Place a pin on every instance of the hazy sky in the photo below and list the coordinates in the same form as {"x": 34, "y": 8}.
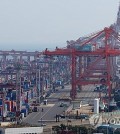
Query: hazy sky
{"x": 36, "y": 24}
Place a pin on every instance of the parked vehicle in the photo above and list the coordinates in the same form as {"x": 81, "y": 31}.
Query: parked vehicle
{"x": 35, "y": 109}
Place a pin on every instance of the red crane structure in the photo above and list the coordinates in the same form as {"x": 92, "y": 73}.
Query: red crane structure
{"x": 94, "y": 65}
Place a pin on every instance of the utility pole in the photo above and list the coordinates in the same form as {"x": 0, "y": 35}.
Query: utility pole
{"x": 18, "y": 90}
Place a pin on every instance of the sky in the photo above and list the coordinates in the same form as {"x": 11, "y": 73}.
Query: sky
{"x": 34, "y": 25}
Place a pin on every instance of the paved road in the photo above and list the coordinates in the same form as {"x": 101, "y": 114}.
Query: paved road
{"x": 53, "y": 108}
{"x": 47, "y": 115}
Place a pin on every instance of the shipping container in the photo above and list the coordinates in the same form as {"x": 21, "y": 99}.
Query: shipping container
{"x": 25, "y": 111}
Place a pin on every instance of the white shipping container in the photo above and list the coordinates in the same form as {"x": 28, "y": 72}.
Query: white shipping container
{"x": 23, "y": 130}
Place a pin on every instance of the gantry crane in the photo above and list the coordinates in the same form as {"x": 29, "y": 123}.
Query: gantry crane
{"x": 101, "y": 59}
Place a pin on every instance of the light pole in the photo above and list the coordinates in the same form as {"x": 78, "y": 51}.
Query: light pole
{"x": 39, "y": 83}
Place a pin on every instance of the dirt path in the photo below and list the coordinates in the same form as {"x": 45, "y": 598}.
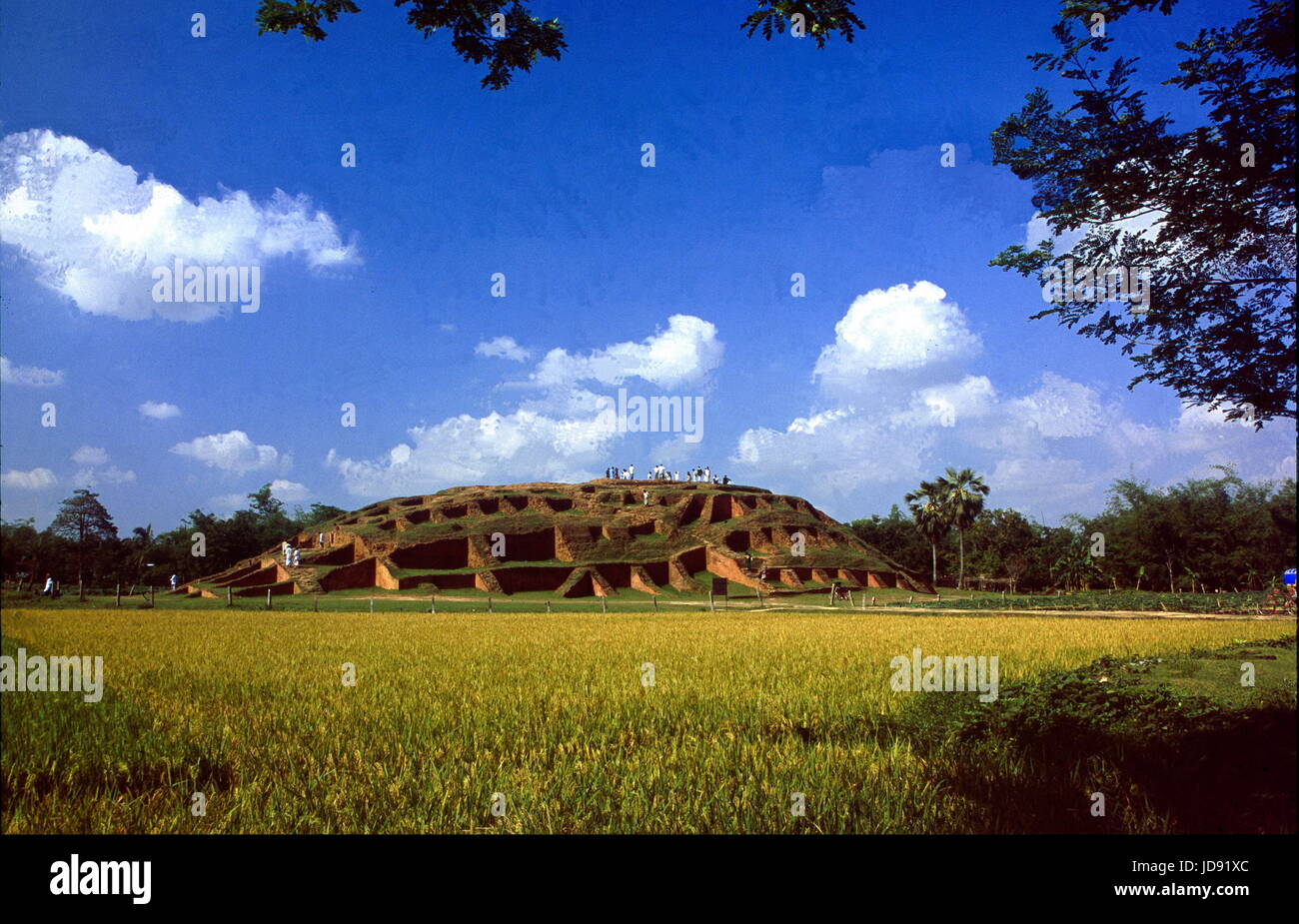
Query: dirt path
{"x": 927, "y": 611}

▸ **What the exercise asks**
Leave out the pictures and restate everything else word for word.

▸ **Reply**
Place a pin on every instance of the hazy sky in the photo below and list the coordinates in the same form as {"x": 34, "y": 8}.
Query: hazy sky
{"x": 36, "y": 24}
Place a pin on every instance of the parked vehicle in the photo above and list the coordinates in the same form as {"x": 81, "y": 31}.
Query: parked vehicle
{"x": 35, "y": 109}
Place a pin on every instance of the red crane structure in the photo above and list the coordinates in the same form as {"x": 92, "y": 73}.
Query: red crane structure
{"x": 94, "y": 65}
Place a pin on every instance of the utility pole in the photo above and list the coordinates in the same form as {"x": 0, "y": 35}.
Query: utility pole
{"x": 18, "y": 90}
Place a pin on every instance of the sky in the photo above and list the coordinates in the same form as {"x": 11, "y": 73}.
Query: sky
{"x": 34, "y": 25}
Place a pin on every instance of the paved road in the photo above and list the coordinates in the same form as {"x": 101, "y": 114}.
Query: paved road
{"x": 53, "y": 108}
{"x": 47, "y": 115}
Place a pin on every instance of the shipping container in the photo above and list the coordinates in the same form as {"x": 21, "y": 99}.
Query: shipping container
{"x": 25, "y": 111}
Place a pin on every instance of the white shipping container in the photo above and list the coordinates in the same form as {"x": 28, "y": 72}.
Query: white shipping container
{"x": 23, "y": 130}
Place a pin on every instance of the gantry crane in the photo above and list the coordinates in the same form as {"x": 29, "y": 123}.
Query: gantry crane
{"x": 101, "y": 59}
Place a pin on every instance of the light pole in the photo above and list the coordinates in the same form as {"x": 78, "y": 51}.
Query: light pole
{"x": 39, "y": 83}
Place a pin on every instance of the dirt path in the photo below and list the coordinates in the same form as {"x": 45, "y": 598}.
Query: dirt path
{"x": 927, "y": 611}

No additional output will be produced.